## Task to carry out:
Answer these questions using the fsspec thread.
1. Where must the lines that set fsspec.asyn.iothread[0] and fsspec.asyn.loop[0] to None be run?
2. When those lines are used, which two steps are no longer necessary?
3. What does fsspec throw when the Zarr store is lazily opened in the main process and passed into each worker process?

## Given passage:

JackKelly commented May 13, 2021

I've done a few more experiments (in the hopes that this might be of use to other people in a similar situation; or maybe useful to help understand what's going on!)

It turns out that fsspec.asyn.iothread[0] = None; fsspec.asyn.loop[0] = None needs to be run in every worker process. It's not sufficient to just do this in the parent process.

It doesn't matter if the code does fsspec.asyn.iothread[0] = None; fsspec.asyn.loop[0] = None before or after gcs = gcsfs.GCSFileSystem().

When using fsspec.asyn.iothread[0] = None; fsspec.asyn.loop[0] = None, it's no longer necessary to do skip_instance_cache=True or gcs.clear_instance_cache().

Each worker process has to open the Zarr store. If I try lazily opening the Zarr store in the main process and passing this object into each worker process then fsspec throws an error saying it's not thread safe. That's fine, it's no problem for my code to open the Zarr store in each worker process.

@martindurant
Copy link
Member

OK, that more or less confirms what I thought. I still don't know how the code can be in a place to set those to None after fork and before any instance tries to use the defunct objects. Or maybe we can simply document this situation?

## Material supplied:
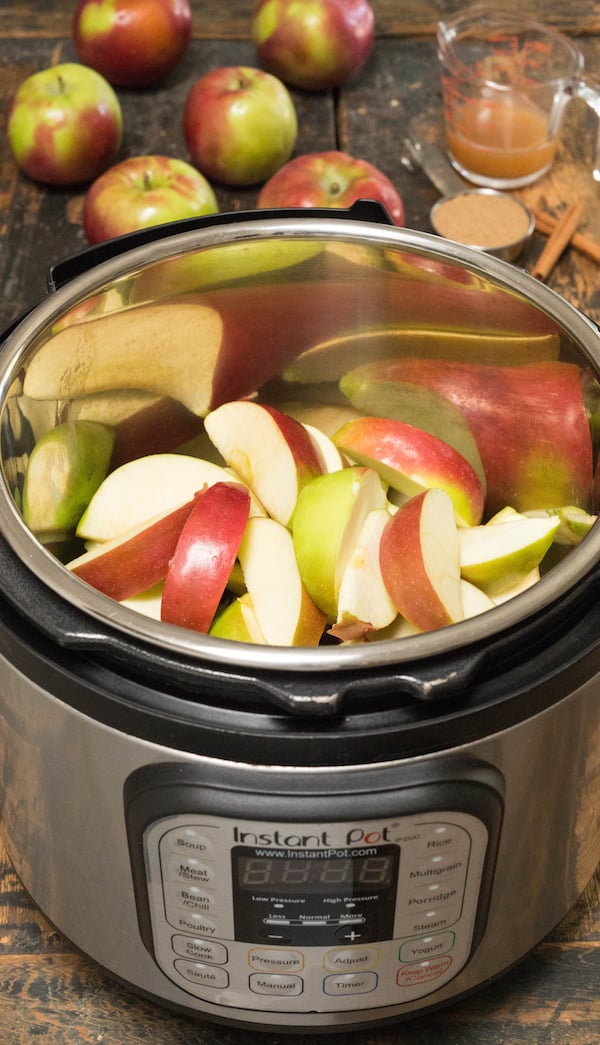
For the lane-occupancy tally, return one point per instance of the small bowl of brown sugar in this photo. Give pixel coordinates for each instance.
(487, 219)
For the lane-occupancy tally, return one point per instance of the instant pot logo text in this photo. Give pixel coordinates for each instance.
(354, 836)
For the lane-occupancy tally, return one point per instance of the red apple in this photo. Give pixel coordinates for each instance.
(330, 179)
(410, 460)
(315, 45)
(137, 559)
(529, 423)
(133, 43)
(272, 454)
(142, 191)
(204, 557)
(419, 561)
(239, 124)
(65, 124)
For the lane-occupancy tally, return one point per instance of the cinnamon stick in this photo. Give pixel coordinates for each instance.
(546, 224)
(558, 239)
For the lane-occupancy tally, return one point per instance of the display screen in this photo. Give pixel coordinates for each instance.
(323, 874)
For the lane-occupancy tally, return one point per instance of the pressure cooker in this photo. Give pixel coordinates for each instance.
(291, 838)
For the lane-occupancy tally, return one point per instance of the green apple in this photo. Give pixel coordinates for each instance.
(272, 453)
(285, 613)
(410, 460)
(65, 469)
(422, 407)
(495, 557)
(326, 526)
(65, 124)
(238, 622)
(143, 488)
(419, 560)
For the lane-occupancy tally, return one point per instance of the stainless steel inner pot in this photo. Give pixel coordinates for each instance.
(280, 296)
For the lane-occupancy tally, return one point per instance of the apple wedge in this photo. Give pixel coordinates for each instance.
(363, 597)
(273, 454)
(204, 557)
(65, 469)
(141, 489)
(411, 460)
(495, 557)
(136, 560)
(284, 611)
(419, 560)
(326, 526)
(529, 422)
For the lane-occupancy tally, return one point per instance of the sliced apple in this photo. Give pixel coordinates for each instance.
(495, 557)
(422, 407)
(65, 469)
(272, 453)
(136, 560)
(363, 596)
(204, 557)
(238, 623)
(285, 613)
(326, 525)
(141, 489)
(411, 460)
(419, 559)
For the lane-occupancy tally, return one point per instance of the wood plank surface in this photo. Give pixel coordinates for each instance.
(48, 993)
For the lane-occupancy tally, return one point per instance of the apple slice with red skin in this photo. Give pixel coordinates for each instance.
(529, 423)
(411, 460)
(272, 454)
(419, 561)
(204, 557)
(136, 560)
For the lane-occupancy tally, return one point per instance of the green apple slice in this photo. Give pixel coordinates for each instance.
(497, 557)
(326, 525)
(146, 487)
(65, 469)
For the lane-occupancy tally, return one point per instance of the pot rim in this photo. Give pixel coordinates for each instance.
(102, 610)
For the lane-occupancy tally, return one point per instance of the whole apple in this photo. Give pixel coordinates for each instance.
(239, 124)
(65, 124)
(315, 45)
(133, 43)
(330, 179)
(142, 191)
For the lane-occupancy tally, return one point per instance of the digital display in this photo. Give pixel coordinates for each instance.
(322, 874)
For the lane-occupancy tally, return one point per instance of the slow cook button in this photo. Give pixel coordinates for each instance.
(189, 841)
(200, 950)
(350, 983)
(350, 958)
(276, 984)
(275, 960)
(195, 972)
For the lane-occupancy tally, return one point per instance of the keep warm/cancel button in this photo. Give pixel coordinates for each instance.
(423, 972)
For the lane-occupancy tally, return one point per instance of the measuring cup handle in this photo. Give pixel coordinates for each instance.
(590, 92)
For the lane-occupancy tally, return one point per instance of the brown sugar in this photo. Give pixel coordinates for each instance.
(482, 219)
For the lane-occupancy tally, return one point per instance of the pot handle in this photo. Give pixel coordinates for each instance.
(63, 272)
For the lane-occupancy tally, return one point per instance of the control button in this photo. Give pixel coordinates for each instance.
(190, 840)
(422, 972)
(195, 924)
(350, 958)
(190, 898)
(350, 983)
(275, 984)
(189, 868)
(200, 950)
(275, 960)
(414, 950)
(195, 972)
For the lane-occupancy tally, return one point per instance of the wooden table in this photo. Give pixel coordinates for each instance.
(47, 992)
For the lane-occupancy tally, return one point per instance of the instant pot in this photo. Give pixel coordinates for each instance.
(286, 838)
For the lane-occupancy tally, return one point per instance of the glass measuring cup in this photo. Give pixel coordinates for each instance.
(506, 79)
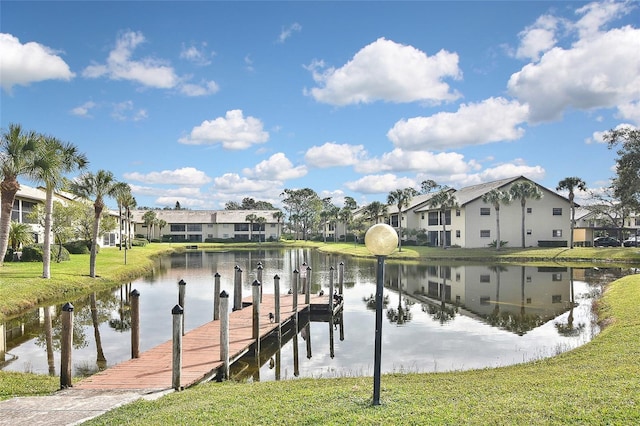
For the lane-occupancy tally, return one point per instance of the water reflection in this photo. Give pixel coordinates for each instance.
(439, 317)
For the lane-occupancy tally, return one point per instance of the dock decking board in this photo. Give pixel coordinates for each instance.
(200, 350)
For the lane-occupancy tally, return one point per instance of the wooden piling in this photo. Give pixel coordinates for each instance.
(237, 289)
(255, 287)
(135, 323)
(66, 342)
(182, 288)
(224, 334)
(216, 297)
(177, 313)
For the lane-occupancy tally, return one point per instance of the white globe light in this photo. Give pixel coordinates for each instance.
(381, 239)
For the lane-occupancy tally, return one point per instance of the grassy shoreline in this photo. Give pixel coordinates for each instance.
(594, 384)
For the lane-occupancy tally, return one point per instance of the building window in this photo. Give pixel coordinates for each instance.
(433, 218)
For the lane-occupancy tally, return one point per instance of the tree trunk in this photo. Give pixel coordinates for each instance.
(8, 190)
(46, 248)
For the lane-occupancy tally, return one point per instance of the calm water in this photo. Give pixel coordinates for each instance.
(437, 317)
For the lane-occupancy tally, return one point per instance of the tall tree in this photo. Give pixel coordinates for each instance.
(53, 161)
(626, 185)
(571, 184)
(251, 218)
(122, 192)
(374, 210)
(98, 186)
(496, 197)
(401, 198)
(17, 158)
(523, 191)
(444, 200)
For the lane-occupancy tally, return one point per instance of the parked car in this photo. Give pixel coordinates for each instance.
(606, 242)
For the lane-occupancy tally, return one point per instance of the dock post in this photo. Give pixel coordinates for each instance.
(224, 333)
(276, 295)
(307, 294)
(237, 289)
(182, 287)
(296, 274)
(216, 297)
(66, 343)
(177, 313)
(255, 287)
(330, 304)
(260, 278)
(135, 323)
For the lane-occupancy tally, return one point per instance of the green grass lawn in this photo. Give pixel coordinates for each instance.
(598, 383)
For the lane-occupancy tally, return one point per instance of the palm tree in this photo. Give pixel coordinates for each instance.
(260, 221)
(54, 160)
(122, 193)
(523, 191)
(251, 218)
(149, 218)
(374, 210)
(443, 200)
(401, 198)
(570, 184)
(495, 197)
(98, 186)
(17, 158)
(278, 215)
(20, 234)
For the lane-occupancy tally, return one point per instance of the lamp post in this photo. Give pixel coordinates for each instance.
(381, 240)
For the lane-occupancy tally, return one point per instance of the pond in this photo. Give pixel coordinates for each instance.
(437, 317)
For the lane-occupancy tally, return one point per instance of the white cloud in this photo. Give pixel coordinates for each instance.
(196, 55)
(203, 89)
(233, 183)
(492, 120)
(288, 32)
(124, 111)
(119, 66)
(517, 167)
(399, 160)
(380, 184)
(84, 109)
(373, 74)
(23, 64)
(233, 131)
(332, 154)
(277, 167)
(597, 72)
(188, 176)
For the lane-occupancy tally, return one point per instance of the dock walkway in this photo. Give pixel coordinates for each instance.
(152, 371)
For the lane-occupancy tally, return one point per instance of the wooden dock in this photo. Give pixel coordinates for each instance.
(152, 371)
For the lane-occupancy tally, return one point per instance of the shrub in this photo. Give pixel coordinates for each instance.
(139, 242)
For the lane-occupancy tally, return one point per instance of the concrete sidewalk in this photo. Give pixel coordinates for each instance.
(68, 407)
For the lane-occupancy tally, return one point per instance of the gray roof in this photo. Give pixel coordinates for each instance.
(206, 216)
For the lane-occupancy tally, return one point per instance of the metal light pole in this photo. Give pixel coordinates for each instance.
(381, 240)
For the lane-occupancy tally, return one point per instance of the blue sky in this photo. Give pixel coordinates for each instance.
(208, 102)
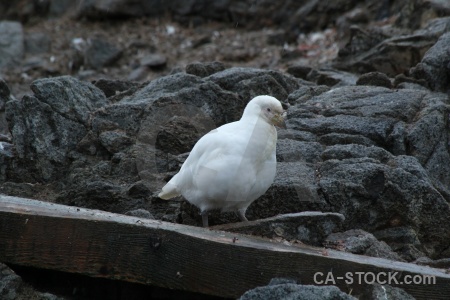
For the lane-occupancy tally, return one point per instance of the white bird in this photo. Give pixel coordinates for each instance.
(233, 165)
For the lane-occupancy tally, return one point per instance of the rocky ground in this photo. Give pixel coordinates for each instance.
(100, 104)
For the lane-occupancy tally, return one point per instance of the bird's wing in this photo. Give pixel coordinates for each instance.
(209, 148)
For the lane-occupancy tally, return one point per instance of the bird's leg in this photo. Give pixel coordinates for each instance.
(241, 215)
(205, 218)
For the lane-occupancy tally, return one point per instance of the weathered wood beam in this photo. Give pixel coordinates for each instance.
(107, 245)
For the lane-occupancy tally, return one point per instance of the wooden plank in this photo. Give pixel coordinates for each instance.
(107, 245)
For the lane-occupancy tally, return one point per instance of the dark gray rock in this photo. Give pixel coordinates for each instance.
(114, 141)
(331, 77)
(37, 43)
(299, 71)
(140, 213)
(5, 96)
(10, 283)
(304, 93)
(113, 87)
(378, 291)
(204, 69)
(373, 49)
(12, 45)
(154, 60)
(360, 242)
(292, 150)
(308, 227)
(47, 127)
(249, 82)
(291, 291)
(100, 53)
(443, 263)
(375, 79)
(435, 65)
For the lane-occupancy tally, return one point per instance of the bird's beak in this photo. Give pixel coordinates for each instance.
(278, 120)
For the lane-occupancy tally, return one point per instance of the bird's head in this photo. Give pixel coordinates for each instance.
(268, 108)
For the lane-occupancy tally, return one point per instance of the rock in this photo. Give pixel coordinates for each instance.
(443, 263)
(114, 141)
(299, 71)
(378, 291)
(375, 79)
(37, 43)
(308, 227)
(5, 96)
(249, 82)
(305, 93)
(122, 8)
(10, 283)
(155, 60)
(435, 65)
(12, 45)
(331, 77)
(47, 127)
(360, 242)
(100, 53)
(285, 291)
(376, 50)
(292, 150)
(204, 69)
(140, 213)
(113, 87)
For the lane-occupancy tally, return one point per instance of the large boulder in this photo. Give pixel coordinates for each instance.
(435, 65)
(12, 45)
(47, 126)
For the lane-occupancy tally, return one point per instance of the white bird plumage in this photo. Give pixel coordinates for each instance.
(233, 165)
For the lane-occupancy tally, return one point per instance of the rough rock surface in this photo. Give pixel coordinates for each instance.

## Answer below:
1. In every worker process; doing it only in the parent process is not sufficient.
2. skip_instance_cache=True and gcs.clear_instance_cache().
3. An error saying it's not thread safe.